▸ What you will do:
Continue the article on the 1991 Dutch horror film Intensive Care from the point where it ends.

▸ Document section:
----------------------------------------

- Poster for the Dutch-language version
- Directed by: Dorna van Rouveroy
- Written by: Ruud Den Dryver (writer), Hans Heijnen (screenplay)
- Starring: George Kennedy Koen Wauters Nada van Nie Michiel Hess
- Cinematography: Jan van den Nieuwenhuijzen
- Edited by: Sharon V.L. Brown Ton Ruys
- Music by: Paul Natte
- Distributed by: CNR Film Releasing
- Release date: 1 November 1991;
- Running time: 91 minutes
- Country: Netherlands
- Language: Dutch

= Intensive Care (1991 film) =

 Intensive Care is a 1991 Dutch horror film directed by Dorna van Rouveroy and starring George Kennedy, Koen Wauters and Nada van Nie. The film was produced in two separate versions: the original English-language version and a Dutch-language version.

==Plot==

The famous surgeon Dr. Bruckner suffers a car accident, which leaves him horribly burned and puts him into a coma for seven years. When he awakes at New Years' Night he starts a murdering rampage. As the plot progresses he stalks a girl named Amy, her boyfriend Peter and Amy's brother Bobby and tries to enter their house, while the friends try to fence him off.

==Cast==
- George Kennedy as Dr. Bruckner
- Koen Wauters as Peter
- Nada van Nie as Amy
- Michiel Hess as Bobby
- Dick van den Toorn as Ted
- Jules Croiset as Dr. Horvath
- Huub Scholten as Inspector Eddy
- Nora Tilley as Rose
- Arthur Boni as Steven
- Dolf de Vries as Hank
- Barbara Barendrecht as Shirley
- Fred Florusse as John
- Simone Dresens as Christine
- Fred Van Kuyk as Inspector Fox
- Luc Theeboom as Bert

==Reception==

The Dutch magazine Schokkend Nieuws described the film as pioneering work, while noting that the Dutch-language version provoked negative reactions in the Dutch press. In Veronica Magazine, Lodewijk Rijff wrote that the film developed into "an exciting thriller of American allure". The film was sold to distributors in 46 countries and the Dutch-language version later became one of the most rented Dutch films on home video in the Netherlands and Belgium. In 2001, De Volkskrant journalist Jan Pieter Ekker wrote that the Dutch theatrical version of the film was being given “a second chance” at the cult film event Nacht van de Wansmaak, comparing this to the renewed attention for Paul Verhoeven’s film Showgirls.

----------------------------------------

▸ Data section:

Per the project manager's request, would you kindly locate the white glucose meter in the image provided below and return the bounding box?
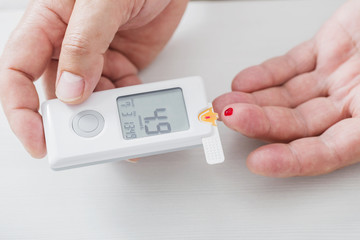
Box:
[41,77,224,170]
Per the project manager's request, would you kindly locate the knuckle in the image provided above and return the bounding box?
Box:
[61,33,90,56]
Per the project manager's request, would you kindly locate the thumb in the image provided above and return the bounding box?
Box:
[56,0,131,104]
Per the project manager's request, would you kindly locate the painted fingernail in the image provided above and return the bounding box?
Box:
[56,72,85,102]
[224,108,234,116]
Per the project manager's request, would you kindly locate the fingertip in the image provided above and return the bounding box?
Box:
[246,144,300,178]
[213,92,255,119]
[221,103,270,138]
[9,109,46,158]
[55,71,85,104]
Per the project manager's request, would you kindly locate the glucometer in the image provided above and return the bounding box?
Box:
[41,77,224,170]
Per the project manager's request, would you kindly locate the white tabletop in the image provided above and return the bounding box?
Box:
[0,0,360,240]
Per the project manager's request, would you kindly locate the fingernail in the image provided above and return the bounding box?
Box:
[224,108,234,116]
[56,72,85,102]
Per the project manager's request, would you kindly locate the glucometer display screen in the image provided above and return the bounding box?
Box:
[117,88,190,140]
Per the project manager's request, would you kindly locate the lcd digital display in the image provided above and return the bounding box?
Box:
[117,88,190,140]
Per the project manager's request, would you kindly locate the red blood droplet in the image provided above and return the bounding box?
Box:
[224,108,234,116]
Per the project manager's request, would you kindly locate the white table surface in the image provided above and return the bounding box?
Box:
[0,0,360,240]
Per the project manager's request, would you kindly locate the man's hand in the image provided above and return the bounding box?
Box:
[214,0,360,177]
[0,0,188,158]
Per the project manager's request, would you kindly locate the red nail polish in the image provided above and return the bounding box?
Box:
[224,108,234,116]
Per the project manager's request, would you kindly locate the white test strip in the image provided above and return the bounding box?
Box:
[202,123,225,164]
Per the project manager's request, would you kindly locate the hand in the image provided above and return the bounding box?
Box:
[0,0,188,158]
[214,0,360,177]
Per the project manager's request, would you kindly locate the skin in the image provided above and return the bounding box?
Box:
[0,0,360,177]
[213,0,360,177]
[0,0,188,158]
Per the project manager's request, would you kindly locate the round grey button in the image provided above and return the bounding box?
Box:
[72,110,105,138]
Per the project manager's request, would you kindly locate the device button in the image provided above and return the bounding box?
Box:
[72,110,105,138]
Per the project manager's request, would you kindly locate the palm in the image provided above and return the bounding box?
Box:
[214,1,360,177]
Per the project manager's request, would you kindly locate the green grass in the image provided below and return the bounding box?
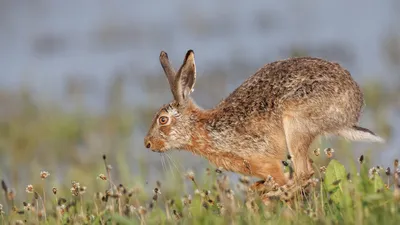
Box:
[0,80,400,224]
[0,153,400,224]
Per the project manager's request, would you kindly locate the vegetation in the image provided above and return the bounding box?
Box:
[0,149,400,224]
[0,76,400,224]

----------------------------------------

▸ Response to this exercise:
The Dutch-language version over the years gained a cult following despite an initially negative reception in parts of the Dutch press.At the end of the opening sequence, surgeon Dr. Bruckner is severely injured in a car accident and falls into a coma. When he later awakens, he embarks on a series of attacks. In the Dutch-language version Amy remarks to her injured boyfriend, “Moet ik een pleister voor je halen? Jeetje mina!” ("Should I get you a band-aid? Good grief!"). The original English-language version contains different dialogue. Screenwriter Heijnen stated in Schokkend Nieuws that the humorous elements in the film were intentional in his original screenplay and were not always well received. A compilation of scenes from the film was shown during some editions of the Dutch-Belgian cult film event Nacht van de Wansmaak.The film received the “Mondo Bizarro Award” at the 2001 International Film Festival Rotterdam.